# FRAGMENTO SELECCIONADO
::::::::

Entre esos calificativos que recaen con fuerza en la caracterización del cubano está, sin dudas, la de ser superlativamente limpio. El individuo nacido en esta tierra es, por lo general, jovial, trabajador, campechano… y celosamente cuidadoso de la higiene de su casa y de su apariencia personal.
Tal vez entre nosotros mismos, y apuntando a ciertas individualidades, lleguemos a creer que no es tan así, sin embargo, basta que personas de otros puntos del mundo nos visiten para reparar en el esmero de las cubanas para salir a la calle —o hasta para permanecer en casa—, en el desvelo por mantener bonito el nido familiar, en la energía que con gusto se derrocha para que belleza y aseo sean yuntas de sus hogares.
Los motivos sobran para embullarnos y echar mano a una pinturita y retocar aquí y allá para que la casa luzca esplendorosa. Da igual si se trata de esperar un nuevo año, recibir a un familiar que hace tiempo no vemos, o hasta para festejar un cumpleaños. El caso es que la limpieza resulta de altísima prioridad especialmente para nosotras las mujeres que somos felices teniendo a nuestro alcance detergentes, desincrustantes, frazadas y agua abundante.
Amantes como somos de estos detalles tiene que resultarnos frustrante que desgraciadamente para muchos la maravilla del orden y las buenas maneras acaban en la puerta de su vivienda. De no ser así no sería agresivamente triste el paisaje que fundamentalmente en la capital —considerada recientemente una de las urbes maravilla del planeta— estamos obligados a ver todos los que nos paseamos día a día por sus más céntricas arterias.
¿Cómo es posible que ciudadanos con estas marcadas características hayan podido convertir la hermosa Habana en un basurero colectivo? ¿Cuándo sucedió que los que tiran sin dolor papeles, cartuchos, restos de comida que no acabaron de consumir… superaron con creces a los que llevamos en los bolsos algún papel emburujadito, antes de tirarlo al desprecio como si al hacerlo una mano mágica lo fuera a recoger o se desintegrara al tocar el suelo?
Lo peor es que quienes con más rigor critican la suciedad y con más desdén hablan del estado insalubre que muestran no pocas áreas habaneras, son los primeros que tiran al aire lo inservible sin que la indolencia les duela en lo absoluto.
No hablamos de la situación de los basureros y toda la gama de sucesos que ello entraña —desde las lomas interminables de basura hasta la indisciplina de individuos inescrupulosos que virando el contenedor de desechos arrancan sus ruedas, o de los que vierten en ellos escombros para lo cual no están situados— sino de esas mismas personas que tal vez amantes de un hogar rebosante de pulcritud, hacen fuera de ese entorno lo que allí jamás harían, como si no fuera toda la ciudad la extensión misma de su vivienda.

::::::::

# REGISTROS

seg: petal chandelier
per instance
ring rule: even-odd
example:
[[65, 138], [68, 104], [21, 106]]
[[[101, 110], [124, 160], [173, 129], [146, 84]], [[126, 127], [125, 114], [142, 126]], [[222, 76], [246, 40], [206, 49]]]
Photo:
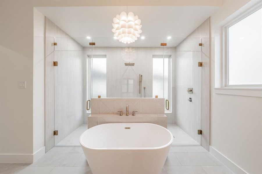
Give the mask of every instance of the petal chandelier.
[[120, 42], [130, 44], [140, 37], [139, 34], [142, 32], [141, 20], [132, 12], [129, 12], [127, 15], [125, 12], [123, 12], [114, 18], [113, 21], [112, 25], [114, 28], [112, 31]]

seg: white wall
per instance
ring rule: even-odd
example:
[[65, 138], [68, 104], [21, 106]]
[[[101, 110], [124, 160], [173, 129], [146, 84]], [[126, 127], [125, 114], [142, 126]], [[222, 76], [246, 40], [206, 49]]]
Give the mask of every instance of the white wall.
[[210, 145], [236, 173], [254, 174], [262, 171], [262, 98], [218, 94], [214, 89], [221, 87], [221, 26], [259, 1], [224, 1], [211, 16]]
[[47, 151], [83, 124], [84, 63], [83, 47], [46, 17], [45, 36]]
[[[210, 20], [176, 47], [177, 124], [207, 149], [209, 147]], [[199, 44], [203, 45], [199, 46]], [[202, 62], [199, 67], [198, 62]], [[193, 88], [189, 94], [188, 88]], [[192, 102], [188, 100], [192, 98]], [[202, 129], [202, 135], [197, 134]]]
[[44, 16], [34, 8], [33, 57], [33, 152], [38, 154], [35, 161], [45, 151]]

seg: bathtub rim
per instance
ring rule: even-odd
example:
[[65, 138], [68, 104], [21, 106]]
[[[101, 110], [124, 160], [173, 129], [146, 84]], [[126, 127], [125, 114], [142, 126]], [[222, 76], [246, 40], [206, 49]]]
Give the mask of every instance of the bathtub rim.
[[[170, 141], [169, 141], [169, 142], [168, 142], [168, 143], [167, 144], [165, 144], [163, 146], [159, 146], [158, 147], [124, 147], [124, 148], [94, 148], [92, 147], [88, 147], [88, 146], [85, 145], [85, 144], [83, 144], [83, 143], [81, 142], [81, 140], [82, 139], [82, 136], [83, 136], [83, 134], [84, 134], [85, 132], [86, 131], [88, 131], [88, 130], [89, 129], [92, 129], [93, 128], [95, 127], [96, 127], [97, 126], [99, 126], [100, 125], [102, 125], [103, 124], [152, 124], [154, 125], [155, 125], [156, 126], [158, 126], [159, 127], [161, 127], [163, 129], [166, 129], [167, 130], [167, 131], [169, 133], [169, 134], [170, 135]], [[97, 125], [93, 127], [90, 128], [89, 128], [86, 130], [85, 130], [82, 133], [82, 134], [81, 134], [81, 136], [80, 136], [80, 137], [79, 138], [79, 142], [80, 143], [80, 144], [81, 145], [83, 146], [86, 148], [88, 148], [94, 150], [154, 150], [154, 149], [158, 149], [162, 148], [164, 148], [165, 147], [167, 147], [168, 146], [171, 144], [172, 144], [172, 143], [173, 142], [173, 134], [172, 134], [172, 133], [171, 133], [171, 132], [170, 132], [169, 130], [165, 128], [162, 126], [158, 125], [157, 124], [153, 124], [152, 123], [106, 123], [105, 124], [99, 124], [99, 125]]]

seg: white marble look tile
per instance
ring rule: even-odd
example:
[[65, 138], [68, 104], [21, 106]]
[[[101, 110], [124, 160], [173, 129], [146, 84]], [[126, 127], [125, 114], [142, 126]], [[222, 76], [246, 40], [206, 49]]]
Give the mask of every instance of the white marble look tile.
[[15, 174], [48, 174], [54, 167], [28, 166], [14, 173]]
[[206, 174], [201, 166], [165, 166], [167, 174]]
[[167, 171], [165, 170], [165, 167], [163, 167], [163, 168], [162, 169], [162, 171], [161, 171], [161, 173], [160, 174], [167, 174]]
[[202, 166], [207, 174], [234, 174], [224, 166]]
[[85, 167], [55, 167], [50, 174], [92, 174], [89, 166]]
[[188, 152], [184, 147], [182, 146], [172, 146], [170, 148], [169, 153], [185, 153]]
[[185, 148], [188, 152], [208, 152], [201, 146], [185, 146]]
[[72, 146], [55, 146], [49, 150], [47, 153], [69, 153], [73, 147]]
[[15, 173], [28, 166], [29, 164], [22, 163], [0, 163], [0, 173]]
[[76, 162], [74, 166], [88, 166], [88, 163], [86, 160], [86, 158], [85, 158], [85, 156], [84, 154], [82, 154], [82, 155], [78, 159], [78, 160]]
[[67, 137], [60, 142], [57, 143], [56, 146], [80, 146], [79, 142], [79, 137]]
[[30, 165], [34, 166], [73, 166], [81, 153], [46, 153]]
[[206, 153], [206, 156], [208, 156], [209, 158], [211, 159], [217, 165], [224, 165], [224, 164], [220, 162], [220, 161], [218, 160], [214, 156], [210, 153]]
[[177, 157], [173, 153], [169, 153], [164, 166], [181, 166]]
[[209, 166], [216, 164], [208, 156], [209, 153], [175, 153], [182, 166]]
[[188, 134], [183, 131], [173, 131], [172, 133], [175, 137], [190, 137]]
[[83, 153], [81, 146], [75, 146], [69, 152], [69, 153]]
[[190, 137], [175, 137], [173, 139], [172, 144], [173, 145], [199, 145], [197, 142]]

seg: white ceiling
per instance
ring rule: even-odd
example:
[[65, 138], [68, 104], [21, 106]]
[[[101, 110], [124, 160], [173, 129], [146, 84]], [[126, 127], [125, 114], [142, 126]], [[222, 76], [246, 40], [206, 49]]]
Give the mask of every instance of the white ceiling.
[[[141, 20], [143, 31], [134, 43], [124, 44], [113, 39], [113, 18], [126, 6], [42, 7], [37, 8], [83, 46], [89, 46], [91, 38], [97, 46], [159, 46], [167, 42], [176, 46], [219, 7], [199, 6], [132, 6]], [[170, 36], [171, 39], [166, 37]]]

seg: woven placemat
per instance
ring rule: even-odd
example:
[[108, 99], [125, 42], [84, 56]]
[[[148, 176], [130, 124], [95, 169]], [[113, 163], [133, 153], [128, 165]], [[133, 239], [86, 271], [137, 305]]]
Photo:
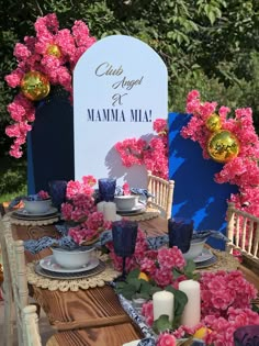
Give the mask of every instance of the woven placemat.
[[160, 215], [160, 211], [158, 209], [148, 208], [144, 213], [137, 215], [124, 215], [123, 217], [132, 220], [132, 221], [146, 221], [158, 217]]
[[31, 263], [27, 265], [27, 281], [31, 284], [48, 289], [49, 291], [59, 290], [61, 292], [102, 287], [106, 282], [113, 281], [121, 274], [114, 270], [112, 264], [108, 261], [108, 255], [99, 255], [99, 259], [100, 265], [95, 268], [95, 272], [93, 272], [94, 269], [91, 270], [92, 272], [89, 270], [89, 272], [81, 278], [47, 278], [46, 275], [42, 276], [38, 272], [38, 263]]
[[213, 255], [217, 258], [217, 260], [209, 266], [204, 266], [204, 268], [199, 268], [199, 271], [217, 271], [217, 270], [236, 270], [239, 267], [239, 261], [232, 254], [226, 252], [221, 252], [214, 248], [211, 248]]

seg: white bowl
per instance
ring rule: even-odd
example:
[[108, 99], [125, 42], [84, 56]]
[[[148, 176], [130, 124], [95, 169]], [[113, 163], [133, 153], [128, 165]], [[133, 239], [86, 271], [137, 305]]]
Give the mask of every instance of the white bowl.
[[90, 263], [95, 257], [94, 247], [81, 247], [77, 249], [64, 249], [52, 247], [56, 263], [67, 269], [78, 269]]
[[191, 246], [189, 248], [189, 250], [185, 254], [182, 254], [183, 257], [185, 259], [194, 259], [196, 258], [199, 255], [201, 255], [204, 244], [205, 244], [206, 239], [193, 239], [191, 241]]
[[137, 205], [139, 196], [125, 194], [125, 196], [115, 196], [114, 202], [119, 210], [132, 210]]
[[24, 209], [31, 214], [43, 214], [52, 208], [52, 199], [29, 201], [23, 200]]

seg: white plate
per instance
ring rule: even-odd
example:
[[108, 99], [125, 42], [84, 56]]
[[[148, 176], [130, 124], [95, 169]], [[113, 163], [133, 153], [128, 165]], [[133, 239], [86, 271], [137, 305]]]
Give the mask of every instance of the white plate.
[[54, 207], [50, 207], [49, 210], [47, 210], [44, 213], [30, 213], [27, 212], [24, 208], [18, 209], [13, 212], [14, 214], [19, 215], [19, 216], [47, 216], [47, 215], [52, 215], [57, 213], [57, 209]]
[[67, 269], [64, 268], [61, 266], [59, 266], [55, 259], [54, 256], [47, 256], [44, 257], [43, 259], [40, 260], [40, 266], [43, 269], [49, 270], [49, 271], [54, 271], [54, 272], [81, 272], [81, 271], [87, 271], [90, 269], [95, 268], [99, 265], [99, 259], [98, 258], [93, 258], [90, 260], [90, 263], [83, 267], [80, 268], [76, 268], [76, 269]]
[[211, 259], [212, 257], [213, 257], [213, 253], [209, 248], [204, 247], [201, 255], [194, 258], [193, 261], [195, 264], [200, 264], [200, 263]]
[[116, 209], [119, 213], [138, 213], [142, 210], [146, 210], [146, 205], [143, 203], [137, 203], [136, 207], [133, 207], [132, 209]]

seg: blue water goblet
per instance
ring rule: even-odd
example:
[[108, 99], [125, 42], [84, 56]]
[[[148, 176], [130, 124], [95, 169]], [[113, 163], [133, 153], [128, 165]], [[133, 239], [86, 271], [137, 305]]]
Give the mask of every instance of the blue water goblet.
[[138, 224], [136, 221], [122, 220], [112, 223], [114, 252], [123, 258], [123, 271], [120, 280], [126, 277], [126, 257], [135, 252]]
[[259, 346], [259, 325], [244, 325], [234, 332], [235, 346]]
[[114, 200], [114, 193], [116, 189], [116, 179], [101, 178], [98, 180], [99, 186], [99, 200], [105, 202], [112, 202]]
[[169, 247], [177, 246], [182, 254], [185, 254], [191, 245], [192, 233], [192, 220], [182, 217], [168, 220]]
[[61, 203], [66, 201], [67, 181], [52, 180], [48, 182], [49, 194], [52, 197], [53, 205], [60, 211]]

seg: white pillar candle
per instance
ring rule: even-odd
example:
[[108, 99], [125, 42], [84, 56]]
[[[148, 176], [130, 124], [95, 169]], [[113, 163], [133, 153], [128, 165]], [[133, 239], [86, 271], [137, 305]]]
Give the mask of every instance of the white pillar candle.
[[116, 204], [113, 202], [104, 202], [103, 217], [105, 221], [116, 221]]
[[104, 204], [105, 204], [104, 201], [97, 203], [97, 210], [103, 213]]
[[168, 291], [160, 291], [153, 294], [154, 321], [161, 315], [168, 315], [169, 321], [173, 320], [173, 294]]
[[179, 290], [188, 297], [181, 324], [193, 327], [201, 321], [201, 289], [200, 283], [194, 280], [184, 280], [179, 283]]

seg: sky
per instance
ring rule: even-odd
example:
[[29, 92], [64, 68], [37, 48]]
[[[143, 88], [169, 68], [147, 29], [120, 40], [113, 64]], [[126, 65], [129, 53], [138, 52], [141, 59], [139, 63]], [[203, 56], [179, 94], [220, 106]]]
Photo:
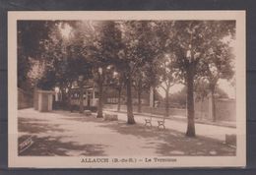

::::::::

# CONSIGNA 1
Cita del texto sobre la limpieza de los cubanos todo lo que va desde "No hablamos de" hasta "misma de su vivienda.".
# CONSIGNA 2
Según el texto sobre la limpieza de los cubanos, ¿cómo fue considerada recientemente la capital?

# SOLUCIÓN 1
No hablamos de la situación de los basureros y toda la gama de sucesos que ello entraña —desde las lomas interminables de basura hasta la indisciplina de individuos inescrupulosos que virando el contenedor de desechos arrancan sus ruedas, o de los que vierten en ellos escombros para lo cual no están situados— sino de esas mismas personas que tal vez amantes de un hogar rebosante de pulcritud, hacen fuera de ese entorno lo que allí jamás harían, como si no fuera toda la ciudad la extensión misma de su vivienda.

# SOLUCIÓN 2
Como una de las urbes maravilla del planeta.